- What needs to be done
Repeat each record exactly as written, and drop any images.

(Excerpts of labeled region data)
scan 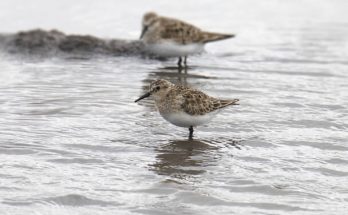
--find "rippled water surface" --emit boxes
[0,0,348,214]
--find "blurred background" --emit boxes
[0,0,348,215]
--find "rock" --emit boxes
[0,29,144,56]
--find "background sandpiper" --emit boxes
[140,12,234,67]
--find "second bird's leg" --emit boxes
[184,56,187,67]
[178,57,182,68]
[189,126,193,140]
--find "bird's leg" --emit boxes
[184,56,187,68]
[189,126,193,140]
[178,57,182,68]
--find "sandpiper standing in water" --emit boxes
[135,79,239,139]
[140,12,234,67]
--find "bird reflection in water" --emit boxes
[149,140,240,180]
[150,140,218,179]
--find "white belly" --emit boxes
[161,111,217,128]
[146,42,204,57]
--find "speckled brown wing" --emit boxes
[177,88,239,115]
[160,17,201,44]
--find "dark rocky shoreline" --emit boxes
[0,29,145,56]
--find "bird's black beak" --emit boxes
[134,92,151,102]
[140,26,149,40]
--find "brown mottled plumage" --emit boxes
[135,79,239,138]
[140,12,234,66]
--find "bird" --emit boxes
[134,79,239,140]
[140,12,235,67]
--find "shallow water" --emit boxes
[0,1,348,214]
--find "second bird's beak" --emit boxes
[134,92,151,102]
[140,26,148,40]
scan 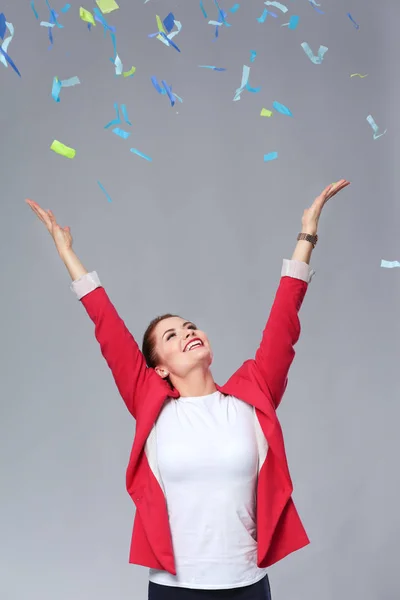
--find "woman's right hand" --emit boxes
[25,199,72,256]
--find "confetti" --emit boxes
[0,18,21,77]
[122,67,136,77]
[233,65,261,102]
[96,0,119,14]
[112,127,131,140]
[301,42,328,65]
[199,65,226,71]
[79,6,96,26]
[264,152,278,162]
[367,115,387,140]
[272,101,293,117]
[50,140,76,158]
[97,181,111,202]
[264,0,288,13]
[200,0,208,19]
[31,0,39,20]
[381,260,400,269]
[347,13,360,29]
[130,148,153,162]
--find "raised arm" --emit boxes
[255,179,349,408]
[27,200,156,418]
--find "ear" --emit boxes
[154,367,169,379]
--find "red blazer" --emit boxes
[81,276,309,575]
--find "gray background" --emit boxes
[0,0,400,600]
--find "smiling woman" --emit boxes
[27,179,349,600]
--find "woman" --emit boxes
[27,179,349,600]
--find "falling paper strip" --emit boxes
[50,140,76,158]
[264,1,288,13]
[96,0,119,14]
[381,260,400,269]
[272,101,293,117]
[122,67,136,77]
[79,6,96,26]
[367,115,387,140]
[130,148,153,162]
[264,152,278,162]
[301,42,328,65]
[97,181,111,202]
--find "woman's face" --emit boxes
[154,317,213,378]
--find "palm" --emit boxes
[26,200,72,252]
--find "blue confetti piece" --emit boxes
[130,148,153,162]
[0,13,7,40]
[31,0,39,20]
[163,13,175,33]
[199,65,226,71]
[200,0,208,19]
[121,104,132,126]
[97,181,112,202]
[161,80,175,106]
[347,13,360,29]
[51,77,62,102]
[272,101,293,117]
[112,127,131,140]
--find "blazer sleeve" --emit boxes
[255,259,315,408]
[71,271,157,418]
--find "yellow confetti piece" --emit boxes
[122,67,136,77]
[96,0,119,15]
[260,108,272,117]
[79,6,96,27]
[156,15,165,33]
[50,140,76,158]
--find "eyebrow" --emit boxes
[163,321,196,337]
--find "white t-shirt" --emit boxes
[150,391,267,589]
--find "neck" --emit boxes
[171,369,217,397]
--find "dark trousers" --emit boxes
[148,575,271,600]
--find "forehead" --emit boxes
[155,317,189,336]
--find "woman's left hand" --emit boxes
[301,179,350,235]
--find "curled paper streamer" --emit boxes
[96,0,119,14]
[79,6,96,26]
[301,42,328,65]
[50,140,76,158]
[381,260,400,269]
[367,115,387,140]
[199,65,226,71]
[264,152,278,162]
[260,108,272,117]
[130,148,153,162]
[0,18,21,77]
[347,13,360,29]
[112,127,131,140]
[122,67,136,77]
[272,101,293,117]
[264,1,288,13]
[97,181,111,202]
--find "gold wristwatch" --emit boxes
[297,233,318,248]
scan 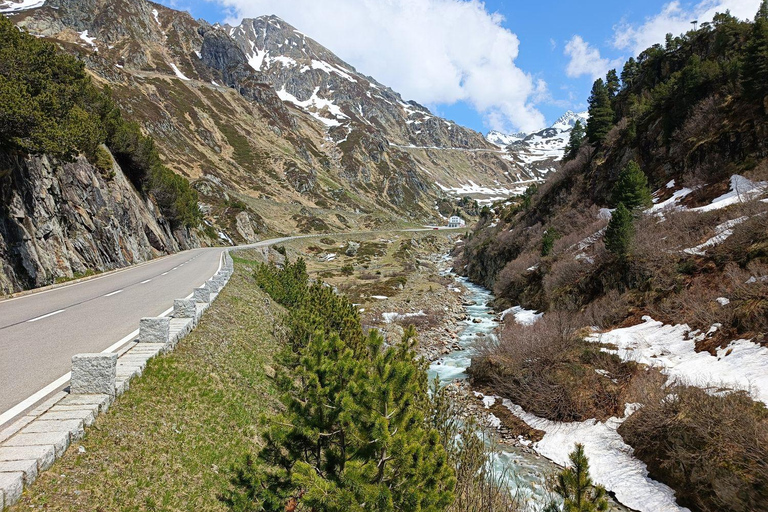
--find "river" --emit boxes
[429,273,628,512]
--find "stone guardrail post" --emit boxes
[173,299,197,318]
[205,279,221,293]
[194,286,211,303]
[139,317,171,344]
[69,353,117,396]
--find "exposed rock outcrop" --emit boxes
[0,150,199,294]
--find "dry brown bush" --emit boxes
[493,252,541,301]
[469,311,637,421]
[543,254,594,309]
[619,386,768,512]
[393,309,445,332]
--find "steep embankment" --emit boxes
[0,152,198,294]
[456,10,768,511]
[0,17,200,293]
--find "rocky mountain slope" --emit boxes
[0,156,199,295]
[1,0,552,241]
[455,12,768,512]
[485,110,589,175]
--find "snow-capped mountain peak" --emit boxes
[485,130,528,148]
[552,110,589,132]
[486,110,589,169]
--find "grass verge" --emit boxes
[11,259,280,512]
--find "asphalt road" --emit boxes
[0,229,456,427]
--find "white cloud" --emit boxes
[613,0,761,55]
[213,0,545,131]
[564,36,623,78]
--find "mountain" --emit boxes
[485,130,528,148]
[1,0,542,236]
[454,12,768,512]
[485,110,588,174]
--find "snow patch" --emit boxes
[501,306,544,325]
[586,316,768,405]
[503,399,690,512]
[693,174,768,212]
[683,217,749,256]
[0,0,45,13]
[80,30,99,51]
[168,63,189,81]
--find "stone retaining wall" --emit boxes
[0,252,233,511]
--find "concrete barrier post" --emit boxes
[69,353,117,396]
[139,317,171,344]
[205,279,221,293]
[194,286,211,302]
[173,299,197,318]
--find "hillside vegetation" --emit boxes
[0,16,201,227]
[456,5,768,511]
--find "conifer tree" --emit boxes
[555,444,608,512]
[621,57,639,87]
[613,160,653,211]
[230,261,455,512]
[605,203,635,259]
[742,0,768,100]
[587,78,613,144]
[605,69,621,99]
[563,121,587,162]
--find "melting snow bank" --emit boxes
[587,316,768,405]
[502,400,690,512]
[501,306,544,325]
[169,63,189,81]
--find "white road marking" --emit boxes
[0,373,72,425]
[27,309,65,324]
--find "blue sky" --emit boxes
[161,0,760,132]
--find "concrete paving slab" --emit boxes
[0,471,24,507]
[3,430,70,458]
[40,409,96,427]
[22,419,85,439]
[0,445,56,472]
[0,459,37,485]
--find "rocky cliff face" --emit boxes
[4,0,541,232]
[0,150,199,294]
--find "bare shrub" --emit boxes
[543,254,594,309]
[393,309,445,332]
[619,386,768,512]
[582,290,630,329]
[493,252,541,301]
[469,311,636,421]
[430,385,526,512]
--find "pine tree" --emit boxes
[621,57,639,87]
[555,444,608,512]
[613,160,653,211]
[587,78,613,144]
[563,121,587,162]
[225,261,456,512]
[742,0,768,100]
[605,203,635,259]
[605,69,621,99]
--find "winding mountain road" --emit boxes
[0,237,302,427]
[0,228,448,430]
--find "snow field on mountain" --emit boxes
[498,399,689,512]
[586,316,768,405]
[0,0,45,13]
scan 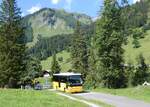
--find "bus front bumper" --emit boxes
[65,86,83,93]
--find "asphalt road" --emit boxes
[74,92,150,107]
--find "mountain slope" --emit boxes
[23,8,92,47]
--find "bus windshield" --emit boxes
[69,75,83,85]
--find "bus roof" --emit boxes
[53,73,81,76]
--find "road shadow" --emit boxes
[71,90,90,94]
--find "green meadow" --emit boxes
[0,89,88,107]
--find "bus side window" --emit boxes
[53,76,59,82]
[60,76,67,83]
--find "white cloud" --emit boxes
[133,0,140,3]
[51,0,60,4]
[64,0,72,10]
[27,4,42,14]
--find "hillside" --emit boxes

- Result of this task
scan 
--find "rippled water surface" --emit boxes
[0,0,348,214]
--find "blurred background" --emit boxes
[0,0,348,215]
--find "rock" --emit boxes
[0,29,144,56]
--find "background sandpiper" --emit boxes
[140,12,234,67]
--find "second bird's leg" --emit boxes
[184,56,187,67]
[178,57,182,68]
[189,126,193,140]
--find "bird's leg" --emit boxes
[184,56,187,68]
[189,126,193,140]
[178,57,182,68]
--find "sandpiper standing in water" --emit boxes
[135,79,239,139]
[140,12,234,67]
--find "bird reflection in water" --emit boxes
[149,140,240,180]
[150,140,218,179]
--find "white belly" --emit boxes
[161,111,217,128]
[146,42,204,57]
--find "speckled brown wing" --emit boxes
[177,88,239,115]
[160,17,201,44]
--find "dark rocky shoreline" --emit boxes
[0,29,145,56]
--find "bird's black beak" --emit boxes
[134,92,151,102]
[140,26,149,40]
--find "brown mottled plumage" --emit boxes
[135,79,239,138]
[140,12,234,66]
--find "bird" --emit boxes
[134,79,239,140]
[140,12,235,67]
--find "shallow water" --emit boxes
[0,1,348,214]
--find "second bird's beak" --emit boxes
[134,92,151,102]
[140,26,148,40]
scan 
--find "woman's right hand" --emit boxes
[25,199,72,256]
--find "confetti" --emit boxes
[0,18,21,77]
[122,67,136,77]
[233,65,261,102]
[96,0,119,14]
[112,127,131,140]
[301,42,328,65]
[199,65,226,71]
[79,6,96,26]
[264,152,278,162]
[367,115,387,140]
[272,101,293,117]
[50,140,76,158]
[97,181,111,202]
[264,0,288,13]
[200,0,208,19]
[31,0,39,20]
[381,260,400,269]
[347,13,360,29]
[130,148,153,162]
--find "raised arm" --emit boxes
[255,179,349,408]
[27,200,156,418]
--find "ear" --emit boxes
[154,367,169,379]
--find "red blazer" --emit boxes
[81,276,309,575]
--find "gray background" --emit boxes
[0,0,400,600]
--find "smiling woman" --emit boxes
[27,179,349,600]
--find "woman" --emit boxes
[27,179,349,600]
--find "falling paper strip" --emit boxes
[50,140,76,158]
[264,1,288,13]
[96,0,119,14]
[381,260,400,269]
[272,101,293,117]
[122,67,136,77]
[79,6,96,26]
[367,115,387,140]
[130,148,153,162]
[264,152,278,162]
[301,42,328,65]
[97,181,111,202]
--find "woman's face" --emit boxes
[154,317,213,378]
--find "palm" --emit boxes
[26,200,72,252]
--find "blue confetti piece" --emit boxes
[130,148,153,162]
[0,13,7,40]
[31,0,39,20]
[163,13,175,33]
[199,65,226,71]
[200,0,208,19]
[121,104,132,126]
[97,181,112,202]
[161,80,175,106]
[347,13,360,29]
[51,77,62,102]
[272,101,293,117]
[112,127,131,140]
--find "blazer sleeve" --emit boxes
[255,259,315,408]
[71,271,157,418]
--find "yellow confetti piece" --emit boxes
[122,67,136,77]
[96,0,119,15]
[260,108,272,117]
[79,6,96,27]
[156,15,165,33]
[50,140,76,158]
--find "eyebrow" --emit boxes
[163,321,196,337]
--find "white t-shirt" --emit boxes
[150,391,267,589]
--find "neck" --emit boxes
[171,369,217,397]
--find "dark trousers" --emit boxes
[148,575,271,600]
--find "forehead" --emit boxes
[155,317,189,336]
--find "woman's left hand" --emit boxes
[301,179,350,235]
--find "curled paper streamer" --emit boxes
[96,0,119,14]
[79,6,96,26]
[301,42,328,65]
[50,140,76,158]
[381,260,400,269]
[367,115,387,140]
[199,65,226,71]
[264,152,278,162]
[260,108,272,117]
[130,148,153,162]
[0,18,21,77]
[347,13,360,29]
[112,127,131,140]
[122,67,136,77]
[272,101,293,117]
[264,1,288,13]
[97,181,111,202]
--find "gold wristwatch" --emit boxes
[297,233,318,248]
scan 
--find "river" --emit boxes
[429,273,628,512]
--find "stone guardrail post" --emit boxes
[173,299,197,318]
[205,279,221,293]
[194,286,211,303]
[139,317,171,344]
[69,353,117,396]
--find "exposed rock outcrop" --emit boxes
[0,150,199,294]
--find "dry brown bush" --emit boxes
[493,252,541,301]
[469,311,637,421]
[543,254,594,309]
[619,386,768,512]
[393,309,445,332]
--find "steep embankment" --emit boxes
[0,152,198,294]
[456,10,768,511]
[0,17,200,293]
--find "rocky mountain slope" --emit boxes
[0,156,199,295]
[1,0,552,241]
[455,12,768,512]
[485,110,589,175]
--find "snow-capped mountain peak" --emit boxes
[485,130,528,148]
[552,110,589,132]
[486,110,589,169]
--find "grass verge" --emit boxes
[11,259,280,512]
--find "asphalt road" --emit boxes
[0,229,456,427]
--find "white cloud" --emit boxes
[613,0,761,55]
[213,0,545,131]
[564,36,623,78]
--find "mountain" --emit boxes
[485,130,528,148]
[1,0,542,236]
[454,12,768,512]
[485,110,588,174]
--find "snow patch" --emit boxes
[501,306,544,325]
[586,316,768,405]
[503,399,690,512]
[693,174,768,212]
[683,217,749,256]
[0,0,45,13]
[80,30,99,51]
[168,63,189,81]
--find "stone retaining wall" --emit boxes
[0,252,233,511]
--find "concrete barrier post" --emit boxes
[69,353,117,396]
[139,317,171,344]
[205,279,221,293]
[194,286,211,302]
[173,299,197,318]
--find "hillside vegetation" --emit boxes
[0,16,201,227]
[456,5,768,511]
--find "conifer tree" --emit boxes
[555,444,608,512]
[621,57,639,87]
[613,160,653,211]
[230,261,455,512]
[605,203,635,259]
[742,0,768,100]
[587,78,613,144]
[605,69,621,99]
[563,121,587,162]
--find "melting snow bank" --emit boxes
[587,316,768,405]
[502,400,690,512]
[501,306,544,325]
[169,63,189,81]
--find "white road marking" --emit boxes
[0,373,72,425]
[27,309,65,324]
--find "blue sky" --emit boxes
[161,0,760,132]
--find "concrete paving slab" --emit boxes
[0,471,24,507]
[3,430,70,458]
[40,409,96,427]
[22,419,85,439]
[0,445,56,472]
[0,459,37,485]
--find "rocky cliff face" --emit boxes
[4,0,541,232]
[0,150,199,294]
--find "bare shrub" --emit boxes
[543,254,594,309]
[393,309,445,332]
[619,386,768,512]
[582,290,630,329]
[493,252,541,301]
[469,311,636,421]
[430,385,526,512]
--find "pine tree" --emit boxes
[621,57,639,87]
[555,444,608,512]
[613,160,653,211]
[587,78,613,144]
[563,121,587,162]
[225,261,456,512]
[742,0,768,100]
[605,203,635,259]
[605,69,621,99]
--find "winding mountain road" --emit boxes
[0,237,302,427]
[0,228,448,430]
--find "snow field on mountain" --emit boxes
[498,399,689,512]
[586,316,768,405]
[0,0,45,13]
scan 
--find "bus front bumper" --emit boxes
[65,86,83,93]
--find "asphalt road" --emit boxes
[74,92,150,107]
--find "mountain slope" --emit boxes
[23,8,92,47]
--find "bus windshield" --emit boxes
[69,75,83,85]
--find "bus roof" --emit boxes
[53,73,81,76]
--find "road shadow" --emit boxes
[71,90,90,94]
--find "green meadow" --emit boxes
[0,89,88,107]
--find "bus side window" --emit boxes
[53,76,59,82]
[60,76,67,83]
--find "white cloud" --emit boxes
[133,0,140,3]
[51,0,60,4]
[64,0,72,10]
[27,4,42,14]
--find "hillside" --emit boxes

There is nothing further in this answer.